§ **Atividade A**: No texto fornecido, quem referiu na terça-feira a ideia do banco mau?
§ **Atividade B**: Repita o trecho do texto fornecido que começa nas palavras "António Costa tem" e termina depois de "valores em balanço.".

António Costa tem sublinhado a necessidade de a Caixa se manter como banco “exclusivamente público” ao serviço da recuperação económica. O primeiro-ministro exclui, assim, um cenário de venda de parte do capital da Caixa a privados, mantendo o controlo. Uma das condicionantes dos níveis de capital da Caixa (e dos outros bancos) será saber se avançará a ideia referida na terça-feira pelo governador do Banco de Portugal — o banco mau, isto é, um “jogo de garantias e contra-garantias” que permita aos bancos nacionais libertarem-se de alguns ativos difíceis de vender a preços próximos dos valores em balanço.

§ **Dados extraídos**:
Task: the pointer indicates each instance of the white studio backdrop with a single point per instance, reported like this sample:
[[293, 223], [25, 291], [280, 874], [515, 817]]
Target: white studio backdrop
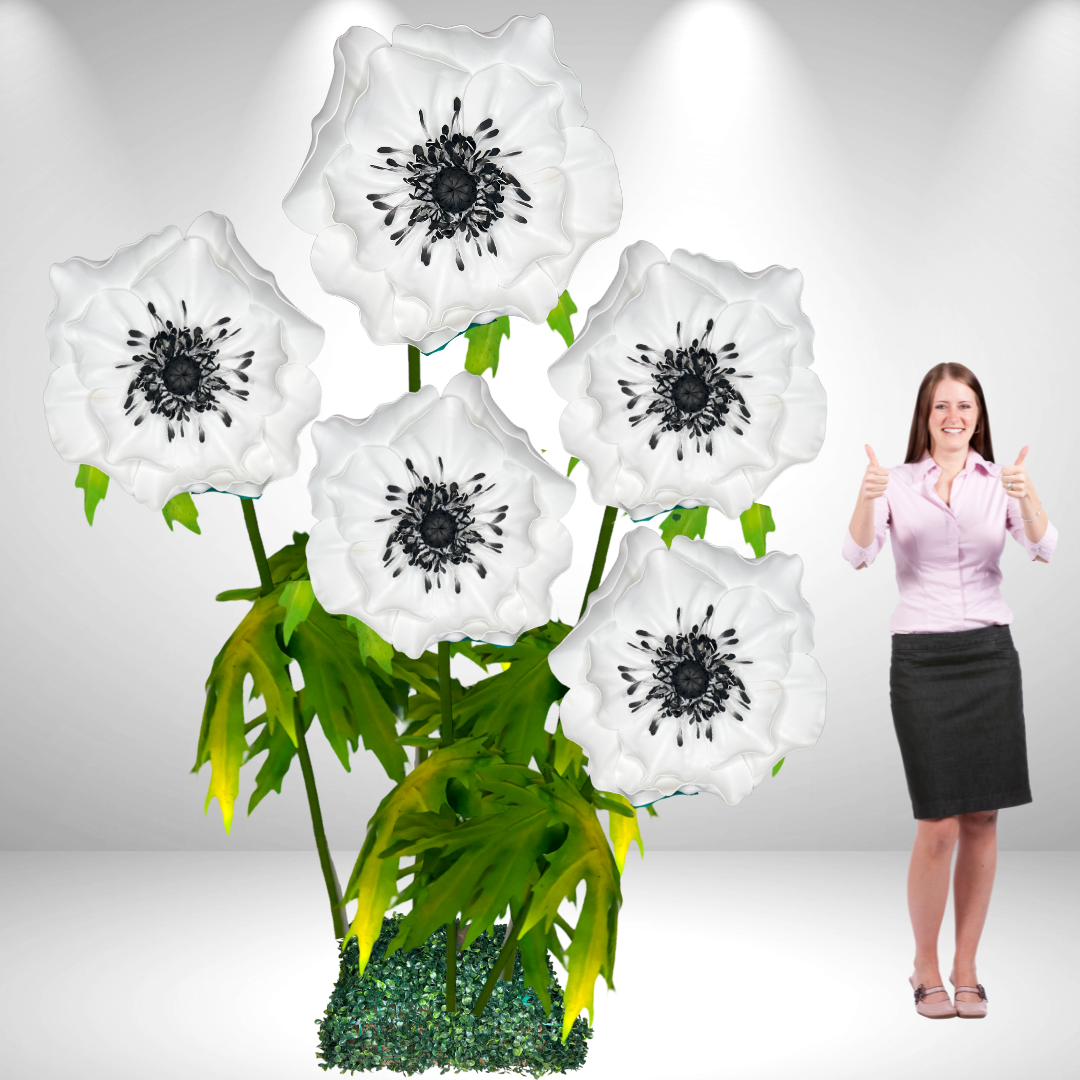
[[918, 161]]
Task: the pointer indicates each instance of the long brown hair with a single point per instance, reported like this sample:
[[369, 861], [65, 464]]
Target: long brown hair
[[918, 441]]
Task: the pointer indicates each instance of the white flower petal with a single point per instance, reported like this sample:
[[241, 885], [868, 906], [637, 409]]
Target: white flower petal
[[173, 379], [684, 394], [309, 203], [447, 516], [658, 707], [527, 43]]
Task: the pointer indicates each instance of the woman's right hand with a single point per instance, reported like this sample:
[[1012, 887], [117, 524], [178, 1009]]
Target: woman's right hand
[[875, 480]]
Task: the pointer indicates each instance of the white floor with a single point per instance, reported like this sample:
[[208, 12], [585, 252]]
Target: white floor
[[742, 964]]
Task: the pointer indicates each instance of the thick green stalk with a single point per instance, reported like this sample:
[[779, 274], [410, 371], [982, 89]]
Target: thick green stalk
[[603, 542], [414, 369], [329, 874], [256, 538], [505, 955], [446, 738]]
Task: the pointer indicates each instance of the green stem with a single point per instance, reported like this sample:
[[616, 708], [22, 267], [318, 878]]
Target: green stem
[[446, 732], [260, 553], [603, 542], [329, 874], [505, 954], [414, 369], [451, 966]]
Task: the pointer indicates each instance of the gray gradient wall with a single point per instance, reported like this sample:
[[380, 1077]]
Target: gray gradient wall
[[917, 160]]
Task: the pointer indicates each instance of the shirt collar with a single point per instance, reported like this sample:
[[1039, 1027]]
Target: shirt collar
[[975, 460]]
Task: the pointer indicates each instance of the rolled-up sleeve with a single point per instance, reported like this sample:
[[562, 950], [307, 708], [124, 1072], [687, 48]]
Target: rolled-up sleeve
[[1042, 549], [864, 556]]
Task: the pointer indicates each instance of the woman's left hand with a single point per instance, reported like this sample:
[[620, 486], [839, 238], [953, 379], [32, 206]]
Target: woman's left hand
[[1014, 477]]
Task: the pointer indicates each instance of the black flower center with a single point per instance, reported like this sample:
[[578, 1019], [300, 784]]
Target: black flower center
[[437, 529], [454, 187], [688, 391], [181, 373], [440, 527], [690, 679], [688, 676], [181, 376]]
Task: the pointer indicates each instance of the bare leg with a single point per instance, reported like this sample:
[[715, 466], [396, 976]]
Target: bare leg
[[927, 893], [975, 862]]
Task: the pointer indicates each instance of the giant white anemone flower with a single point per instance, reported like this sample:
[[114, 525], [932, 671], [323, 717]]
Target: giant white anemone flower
[[437, 520], [179, 366], [689, 671], [450, 180], [690, 385]]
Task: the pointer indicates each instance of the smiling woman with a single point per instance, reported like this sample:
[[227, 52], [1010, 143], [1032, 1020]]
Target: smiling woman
[[955, 684]]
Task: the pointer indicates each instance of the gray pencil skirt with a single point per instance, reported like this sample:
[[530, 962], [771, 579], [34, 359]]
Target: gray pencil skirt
[[958, 710]]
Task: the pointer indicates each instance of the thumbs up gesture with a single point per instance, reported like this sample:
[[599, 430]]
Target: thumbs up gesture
[[1014, 477], [876, 477]]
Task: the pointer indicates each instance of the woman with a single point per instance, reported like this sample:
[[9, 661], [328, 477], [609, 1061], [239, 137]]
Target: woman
[[955, 680]]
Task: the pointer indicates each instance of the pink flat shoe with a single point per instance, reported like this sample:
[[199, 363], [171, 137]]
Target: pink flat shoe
[[971, 1010], [932, 1010]]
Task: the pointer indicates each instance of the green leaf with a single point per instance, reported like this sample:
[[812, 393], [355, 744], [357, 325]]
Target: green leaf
[[374, 879], [296, 598], [94, 484], [280, 753], [181, 508], [756, 523], [342, 692], [240, 594], [623, 831], [684, 523], [558, 318], [253, 650], [372, 647], [513, 704], [484, 343]]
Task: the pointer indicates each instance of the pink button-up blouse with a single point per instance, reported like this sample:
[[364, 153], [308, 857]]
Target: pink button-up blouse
[[947, 555]]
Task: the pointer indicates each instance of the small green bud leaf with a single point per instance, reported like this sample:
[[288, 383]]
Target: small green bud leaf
[[484, 343], [756, 523], [370, 645], [558, 318], [94, 484], [181, 508], [296, 598], [684, 523]]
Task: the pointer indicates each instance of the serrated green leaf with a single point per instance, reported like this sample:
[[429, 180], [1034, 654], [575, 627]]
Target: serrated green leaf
[[757, 523], [94, 484], [296, 598], [280, 752], [372, 647], [484, 343], [341, 691], [623, 831], [558, 318], [513, 705], [181, 509], [684, 523], [374, 879], [253, 650]]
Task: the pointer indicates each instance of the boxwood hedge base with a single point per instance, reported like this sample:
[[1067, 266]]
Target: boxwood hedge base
[[394, 1016]]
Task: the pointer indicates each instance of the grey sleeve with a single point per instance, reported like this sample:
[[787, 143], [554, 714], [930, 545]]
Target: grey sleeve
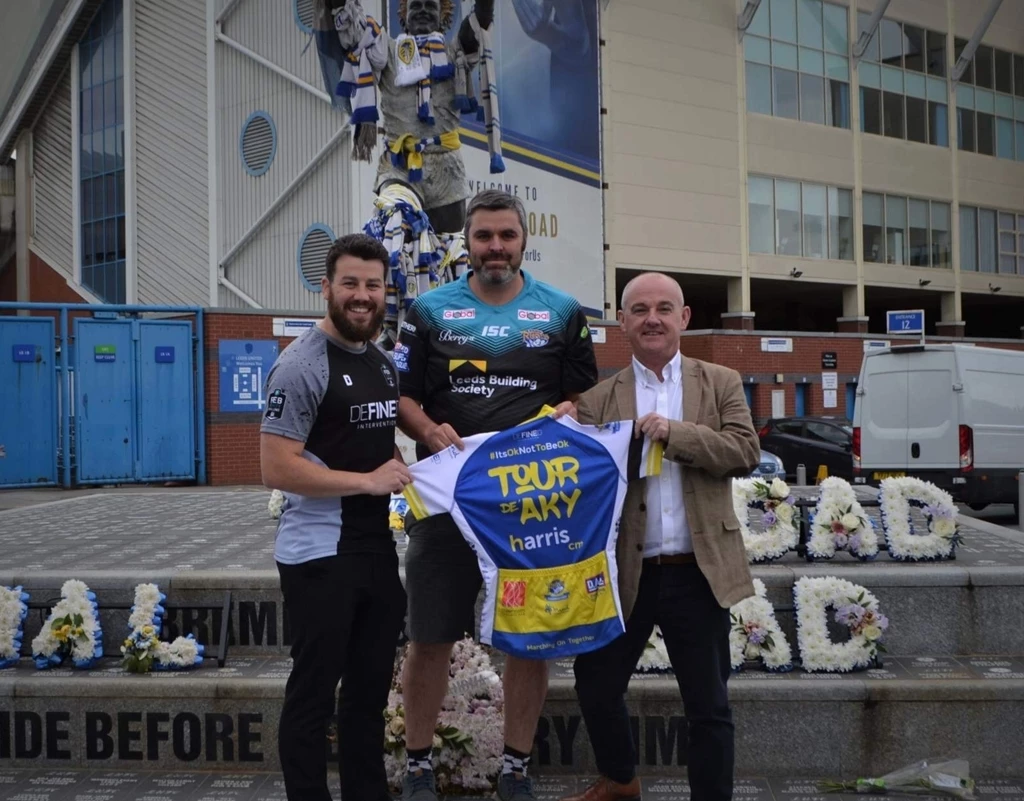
[[294, 390]]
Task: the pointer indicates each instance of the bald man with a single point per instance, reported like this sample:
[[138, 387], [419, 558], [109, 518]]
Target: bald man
[[680, 554]]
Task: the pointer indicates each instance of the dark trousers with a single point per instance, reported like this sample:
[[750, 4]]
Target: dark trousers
[[345, 615], [678, 598]]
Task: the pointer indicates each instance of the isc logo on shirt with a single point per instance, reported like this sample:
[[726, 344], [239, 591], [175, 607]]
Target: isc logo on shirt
[[459, 313]]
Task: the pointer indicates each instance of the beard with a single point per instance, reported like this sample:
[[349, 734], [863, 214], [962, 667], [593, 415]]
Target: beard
[[350, 329]]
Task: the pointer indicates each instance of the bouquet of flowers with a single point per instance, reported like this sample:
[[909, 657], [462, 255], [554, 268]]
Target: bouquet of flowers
[[950, 777], [469, 736]]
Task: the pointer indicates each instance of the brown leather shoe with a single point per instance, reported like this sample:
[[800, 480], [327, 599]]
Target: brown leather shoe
[[606, 790]]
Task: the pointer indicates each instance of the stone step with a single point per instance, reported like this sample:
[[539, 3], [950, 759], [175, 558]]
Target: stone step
[[794, 724], [938, 609]]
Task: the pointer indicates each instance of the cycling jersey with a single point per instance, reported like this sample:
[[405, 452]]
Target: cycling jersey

§ **Resposta escrita A**: O governador do Banco de Portugal.

§ **Resposta escrita B**:
António Costa tem sublinhado a necessidade de a Caixa se manter como banco “exclusivamente público” ao serviço da recuperação económica. O primeiro-ministro exclui, assim, um cenário de venda de parte do capital da Caixa a privados, mantendo o controlo. Uma das condicionantes dos níveis de capital da Caixa (e dos outros bancos) será saber se avançará a ideia referida na terça-feira pelo governador do Banco de Portugal — o banco mau, isto é, um “jogo de garantias e contra-garantias” que permita aos bancos nacionais libertarem-se de alguns ativos difíceis de vender a preços próximos dos valores em balanço.